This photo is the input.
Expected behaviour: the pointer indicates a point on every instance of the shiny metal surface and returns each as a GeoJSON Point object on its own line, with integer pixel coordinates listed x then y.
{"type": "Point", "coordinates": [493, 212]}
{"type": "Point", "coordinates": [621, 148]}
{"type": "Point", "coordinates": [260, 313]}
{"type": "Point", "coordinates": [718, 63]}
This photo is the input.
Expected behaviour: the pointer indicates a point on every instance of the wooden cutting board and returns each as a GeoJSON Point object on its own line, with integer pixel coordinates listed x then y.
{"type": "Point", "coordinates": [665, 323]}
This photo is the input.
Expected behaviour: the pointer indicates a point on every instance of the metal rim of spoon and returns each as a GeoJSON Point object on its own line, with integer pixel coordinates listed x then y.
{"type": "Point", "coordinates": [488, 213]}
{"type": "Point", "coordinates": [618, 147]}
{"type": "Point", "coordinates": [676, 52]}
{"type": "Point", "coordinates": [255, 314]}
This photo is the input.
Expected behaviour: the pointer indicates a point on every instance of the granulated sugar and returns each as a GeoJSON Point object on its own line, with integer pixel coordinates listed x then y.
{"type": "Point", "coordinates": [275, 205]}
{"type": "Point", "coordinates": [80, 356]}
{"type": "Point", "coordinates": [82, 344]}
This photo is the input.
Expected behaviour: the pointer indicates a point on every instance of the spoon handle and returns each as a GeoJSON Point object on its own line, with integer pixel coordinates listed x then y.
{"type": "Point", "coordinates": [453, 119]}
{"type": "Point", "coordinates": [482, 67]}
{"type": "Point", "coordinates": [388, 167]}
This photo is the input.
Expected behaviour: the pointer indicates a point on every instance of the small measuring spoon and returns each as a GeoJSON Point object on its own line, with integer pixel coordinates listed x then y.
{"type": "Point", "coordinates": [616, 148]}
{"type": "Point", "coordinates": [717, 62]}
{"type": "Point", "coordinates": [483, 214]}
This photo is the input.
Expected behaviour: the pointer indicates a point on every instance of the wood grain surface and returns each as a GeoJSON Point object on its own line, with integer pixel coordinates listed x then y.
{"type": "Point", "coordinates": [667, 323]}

# What is required:
Write every entry out again exactly.

# Written solution:
This photo is the input.
Expected behaviour: the pointer indicates a point on every instance of the shiny metal surface and returns each as a GeoJSON Point object on its own line, with integer pixel coordinates listed x then y.
{"type": "Point", "coordinates": [493, 212]}
{"type": "Point", "coordinates": [621, 148]}
{"type": "Point", "coordinates": [260, 313]}
{"type": "Point", "coordinates": [718, 63]}
This photo is the input.
Expected behaviour: the pointer indicates a point on every instance of the wooden cutting board and returns each as a GeoJSON Point object on its own line, with integer pixel coordinates listed x then y.
{"type": "Point", "coordinates": [665, 323]}
This photo is the input.
Expected behaviour: the pointer indicates a point on every instance of the metal rim of spoon and returns each as a GeoJSON Point object on its own line, with integer pixel coordinates listed x then y.
{"type": "Point", "coordinates": [488, 213]}
{"type": "Point", "coordinates": [618, 147]}
{"type": "Point", "coordinates": [676, 52]}
{"type": "Point", "coordinates": [255, 314]}
This photo is the input.
Expected behaviour: the pointer indicates a point on every instance of the granulated sugar and returns each as a GeoJSON Point object on its own line, with integer pixel coordinates listed x then y.
{"type": "Point", "coordinates": [275, 205]}
{"type": "Point", "coordinates": [80, 356]}
{"type": "Point", "coordinates": [82, 344]}
This photo is the input.
Expected behaviour: the pointer indicates a point on every instance of the spoon handle and returns each as a GeoJSON Point object on its own line, with integer pixel coordinates listed x then y.
{"type": "Point", "coordinates": [453, 119]}
{"type": "Point", "coordinates": [482, 67]}
{"type": "Point", "coordinates": [388, 167]}
This photo is the input.
Expected behaviour: the pointer indicates a point on every instance of the small measuring spoon and returns each as a GeoJSON Point object on its own line, with integer pixel coordinates listed x then y.
{"type": "Point", "coordinates": [616, 148]}
{"type": "Point", "coordinates": [717, 62]}
{"type": "Point", "coordinates": [483, 214]}
This photo is the input.
Expected behaviour: the pointer indicates a point on every instance of the wood grain surface and returns each as a GeoJSON Point object on its own line, with integer pixel coordinates listed x then y.
{"type": "Point", "coordinates": [667, 323]}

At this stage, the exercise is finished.